Start of Block

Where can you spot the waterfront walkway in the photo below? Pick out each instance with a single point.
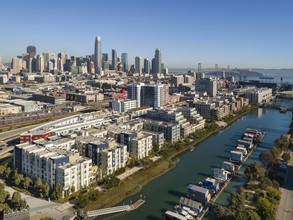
(122, 208)
(285, 209)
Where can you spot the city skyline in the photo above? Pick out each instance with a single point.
(246, 35)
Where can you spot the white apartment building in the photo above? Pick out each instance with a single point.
(123, 105)
(7, 109)
(258, 96)
(77, 174)
(141, 146)
(50, 163)
(112, 159)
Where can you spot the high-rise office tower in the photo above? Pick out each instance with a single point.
(31, 50)
(40, 63)
(158, 62)
(98, 54)
(124, 58)
(62, 56)
(16, 65)
(134, 92)
(216, 67)
(146, 66)
(199, 67)
(105, 59)
(207, 85)
(60, 64)
(138, 64)
(114, 59)
(153, 95)
(153, 66)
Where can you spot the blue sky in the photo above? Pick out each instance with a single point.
(239, 33)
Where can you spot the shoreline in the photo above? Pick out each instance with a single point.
(133, 184)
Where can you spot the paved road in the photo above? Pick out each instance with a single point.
(285, 209)
(40, 207)
(16, 132)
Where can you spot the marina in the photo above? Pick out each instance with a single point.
(202, 196)
(194, 166)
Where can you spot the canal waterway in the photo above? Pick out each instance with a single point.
(195, 165)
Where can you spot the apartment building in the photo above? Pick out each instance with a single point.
(54, 162)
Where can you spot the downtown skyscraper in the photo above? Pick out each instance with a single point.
(114, 59)
(124, 60)
(98, 54)
(157, 62)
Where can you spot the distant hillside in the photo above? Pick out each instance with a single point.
(275, 72)
(236, 73)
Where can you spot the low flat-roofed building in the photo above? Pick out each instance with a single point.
(171, 130)
(56, 100)
(7, 109)
(64, 126)
(198, 193)
(192, 204)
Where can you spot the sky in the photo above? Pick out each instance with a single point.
(238, 33)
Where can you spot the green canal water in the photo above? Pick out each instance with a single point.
(164, 192)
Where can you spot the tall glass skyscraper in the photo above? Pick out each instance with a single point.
(124, 59)
(98, 54)
(146, 66)
(158, 62)
(138, 64)
(114, 59)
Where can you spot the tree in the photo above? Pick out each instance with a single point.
(22, 204)
(7, 172)
(237, 201)
(2, 186)
(112, 181)
(286, 156)
(265, 209)
(254, 171)
(276, 151)
(72, 189)
(4, 195)
(94, 195)
(45, 190)
(58, 191)
(16, 177)
(15, 199)
(266, 182)
(38, 184)
(3, 168)
(248, 214)
(83, 201)
(27, 182)
(224, 213)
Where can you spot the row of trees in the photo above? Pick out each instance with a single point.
(36, 187)
(169, 148)
(261, 204)
(282, 145)
(9, 204)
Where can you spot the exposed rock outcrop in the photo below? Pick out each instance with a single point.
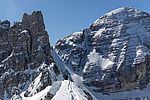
(113, 54)
(24, 53)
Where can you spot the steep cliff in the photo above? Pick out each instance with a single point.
(113, 54)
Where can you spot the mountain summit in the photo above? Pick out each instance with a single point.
(110, 60)
(113, 55)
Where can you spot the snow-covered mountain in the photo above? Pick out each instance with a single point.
(113, 54)
(110, 60)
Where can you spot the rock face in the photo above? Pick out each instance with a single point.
(113, 54)
(24, 53)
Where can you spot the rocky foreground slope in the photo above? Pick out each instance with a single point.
(24, 47)
(26, 63)
(113, 54)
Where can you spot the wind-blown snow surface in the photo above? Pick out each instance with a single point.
(67, 90)
(111, 52)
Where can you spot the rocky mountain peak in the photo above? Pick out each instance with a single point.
(24, 48)
(113, 54)
(34, 21)
(121, 16)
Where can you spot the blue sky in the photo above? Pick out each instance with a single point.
(63, 17)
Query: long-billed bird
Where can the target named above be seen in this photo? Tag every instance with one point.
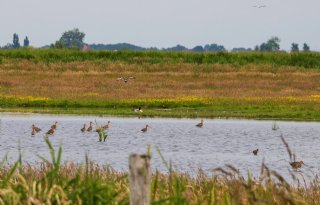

End of Block

EXERCISE: Print every record above exactly, with no pictures.

RESPONSE:
Where can you spot the waterfront walkway in the photo below? Pick out each instance with a single point.
(122, 208)
(285, 209)
Where can you spot the city skyline in the photo above? Pick out each instance with a single point.
(246, 35)
Where can you spot the white apartment building in the photo above? Pick out each instance with a single point.
(123, 105)
(7, 109)
(258, 96)
(77, 174)
(141, 146)
(50, 163)
(112, 159)
Where can you spot the high-rise office tower in the photo above? Pick out each instance with a single point.
(31, 50)
(40, 63)
(158, 62)
(98, 54)
(124, 58)
(62, 56)
(16, 65)
(134, 92)
(216, 67)
(146, 66)
(199, 67)
(105, 59)
(207, 85)
(60, 64)
(138, 64)
(114, 59)
(153, 95)
(153, 66)
Where can you spot the blue sky in the photo above? Pick out each instance with a single point.
(239, 33)
Where can you spot the shoreline in the photo above? Pick out each instance with a single point.
(133, 184)
Where can you spot the paved road in the photo above? Pick out each instance with a single point.
(285, 209)
(40, 207)
(16, 132)
Where can you spot the marina in the photo above? Pick out each instance with a single point.
(202, 196)
(194, 166)
Where can you spot the canal waterway in the photo above? Pick out each instance with a single point.
(195, 165)
Where can you spot the apartment building in the photo above? Pick out each instance with a single point.
(54, 162)
Where can you spot the downtown skyscraper in the photo above? Pick out each instance with a single point.
(114, 59)
(124, 60)
(98, 54)
(157, 62)
Where can you spot the distant hillside in the photo above? Pick out each instance with a single point.
(275, 72)
(236, 73)
Where can you spot the low flat-roofed building in the photo above? Pick out each instance with a single point.
(171, 130)
(56, 100)
(7, 109)
(64, 126)
(198, 193)
(192, 204)
Where can you spot the sky in the photo above? Pick out each instance with a single point.
(238, 33)
Where can you spot the green canal water in the photo above? Pick out each instance with a single point.
(164, 192)
Where can you spot the tall glass skyscraper in the photo above? Pick out each instance with a single point.
(124, 59)
(98, 54)
(146, 66)
(158, 62)
(138, 64)
(114, 59)
Where can you spot the tree in the photo above? Pick out each instance with a single point.
(22, 204)
(7, 172)
(237, 201)
(2, 186)
(112, 181)
(286, 156)
(265, 209)
(254, 171)
(276, 151)
(72, 189)
(4, 195)
(94, 195)
(45, 190)
(58, 191)
(16, 177)
(15, 199)
(266, 182)
(38, 184)
(3, 168)
(248, 214)
(83, 201)
(27, 182)
(224, 213)
Where can you spot the row of trees in the photo above? Pick out each instance with a single point.
(36, 187)
(169, 148)
(261, 204)
(282, 145)
(9, 204)
Where can you spot the exposed rock outcrop in the photo below? Pick out each instance with a single point.
(113, 54)
(24, 53)
Where can you spot the steep cliff in the photo above? Pick out each instance with a single point.
(113, 54)
Where can you spot the mountain summit in the photo above? Pick out each instance with a single point.
(110, 60)
(113, 55)
Where can you spot the snow-covered mountain in the photo above? Pick out each instance with a single point.
(113, 54)
(110, 60)
Where can you spot the rock face in the photo above? Pick out each instance with a single point.
(113, 54)
(24, 53)
Where can you spot the rocky foreground slope in the photo above? Pick out each instance with a single point.
(24, 47)
(26, 63)
(113, 54)
Where can you spot the wind-blown snow surface in the photo above? Pick out each instance with a single point.
(67, 90)
(111, 52)
Where can you spot the rocky mountain peak in the photo above? Pick out each instance with a single point.
(24, 48)
(113, 54)
(34, 21)
(121, 16)
Where can you spot the blue sky in the photo above? Pick out each instance with a single point.
(63, 17)
Query: long-billed bird
Where can the target named above be seen in this photo? Tag every instance with one point.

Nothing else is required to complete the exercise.